_AIM OF THE TASK_: Output exactly the lines between the line that contains "like (396, 267)." and the last line of the material, counting both.

(Object position labeling entries)
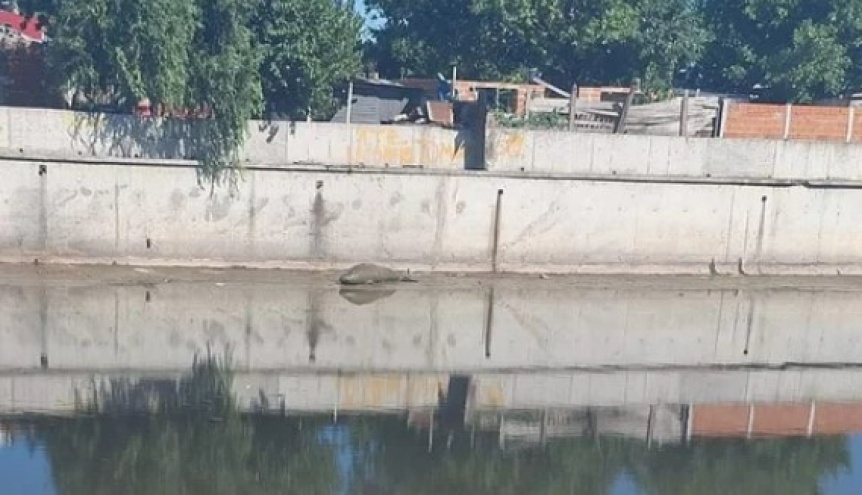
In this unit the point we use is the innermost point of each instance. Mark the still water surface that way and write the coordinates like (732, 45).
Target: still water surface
(202, 387)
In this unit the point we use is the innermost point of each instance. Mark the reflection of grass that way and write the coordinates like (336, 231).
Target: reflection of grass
(184, 437)
(193, 441)
(205, 390)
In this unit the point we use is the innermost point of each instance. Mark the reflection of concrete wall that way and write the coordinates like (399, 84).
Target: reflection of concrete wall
(59, 391)
(424, 327)
(149, 214)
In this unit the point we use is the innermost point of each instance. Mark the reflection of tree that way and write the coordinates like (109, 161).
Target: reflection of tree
(188, 437)
(193, 442)
(397, 461)
(756, 467)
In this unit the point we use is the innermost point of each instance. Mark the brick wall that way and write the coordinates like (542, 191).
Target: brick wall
(775, 420)
(824, 123)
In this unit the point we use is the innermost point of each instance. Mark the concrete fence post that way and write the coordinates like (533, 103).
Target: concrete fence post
(723, 110)
(349, 112)
(573, 105)
(683, 115)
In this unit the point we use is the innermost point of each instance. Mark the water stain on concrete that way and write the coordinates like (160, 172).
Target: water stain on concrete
(365, 296)
(178, 200)
(218, 209)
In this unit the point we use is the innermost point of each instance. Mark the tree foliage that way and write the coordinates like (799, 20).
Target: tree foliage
(588, 41)
(798, 50)
(218, 56)
(309, 47)
(179, 54)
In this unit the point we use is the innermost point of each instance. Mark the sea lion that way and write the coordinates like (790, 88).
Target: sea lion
(368, 273)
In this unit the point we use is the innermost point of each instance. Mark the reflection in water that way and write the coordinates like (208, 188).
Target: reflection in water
(189, 437)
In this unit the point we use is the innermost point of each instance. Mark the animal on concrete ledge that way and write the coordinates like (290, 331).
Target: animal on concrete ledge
(367, 273)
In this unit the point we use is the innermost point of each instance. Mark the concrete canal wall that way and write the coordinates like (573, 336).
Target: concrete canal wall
(585, 204)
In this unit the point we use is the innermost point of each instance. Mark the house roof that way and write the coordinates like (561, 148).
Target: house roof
(28, 29)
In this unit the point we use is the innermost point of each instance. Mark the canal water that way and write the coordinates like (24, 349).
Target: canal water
(147, 381)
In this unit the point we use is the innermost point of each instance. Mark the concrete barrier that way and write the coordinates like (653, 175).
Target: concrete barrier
(557, 152)
(268, 143)
(279, 144)
(314, 218)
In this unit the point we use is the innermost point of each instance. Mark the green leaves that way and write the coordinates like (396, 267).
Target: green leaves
(588, 41)
(308, 47)
(799, 50)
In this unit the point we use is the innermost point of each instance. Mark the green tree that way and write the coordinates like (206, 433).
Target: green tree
(309, 47)
(186, 54)
(588, 41)
(798, 50)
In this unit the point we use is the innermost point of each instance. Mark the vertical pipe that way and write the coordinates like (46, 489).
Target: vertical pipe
(812, 412)
(788, 117)
(573, 105)
(349, 116)
(724, 107)
(750, 427)
(683, 115)
(454, 82)
(489, 322)
(496, 245)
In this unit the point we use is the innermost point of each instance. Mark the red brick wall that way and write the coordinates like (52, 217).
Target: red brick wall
(807, 122)
(776, 420)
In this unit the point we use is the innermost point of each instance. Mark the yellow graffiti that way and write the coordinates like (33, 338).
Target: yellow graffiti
(510, 144)
(387, 392)
(405, 146)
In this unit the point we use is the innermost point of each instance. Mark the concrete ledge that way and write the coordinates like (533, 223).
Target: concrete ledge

_SOLUTION FOR THIS EXERCISE_:
In this unit the point we use is the innermost point of each instance. Mark the green leaves that way and write the coordinates like (396, 267).
Target: green leaves
(588, 41)
(308, 47)
(799, 50)
In this unit the point we use is the innermost point of each instance. Mark the green tree that way and write the coordinates like (206, 433).
Target: green tree
(309, 47)
(186, 54)
(588, 41)
(798, 50)
In this unit the point we use is the innermost point of each instance. Mark the vertical pipe that way and write the coordinates like (46, 489).
Target: vertical pipe
(812, 412)
(788, 117)
(573, 105)
(349, 116)
(724, 107)
(750, 427)
(683, 115)
(454, 82)
(489, 322)
(496, 245)
In this unit the point we use is the innermost point of each instance. Mark the red brick wall that way and write the coordinates like (52, 217).
Target: red brick wall
(807, 122)
(776, 420)
In this unit the point we use is the innermost point of each instance. Mark the yellow graffiti that way and write the coordinates like (33, 338).
Target: yellow graffiti
(510, 144)
(387, 392)
(405, 146)
In this unit the point we use is the innermost point of each instance. Mark the concrete ledge that way and write the coordinates like (533, 223).
Target: concrete ledge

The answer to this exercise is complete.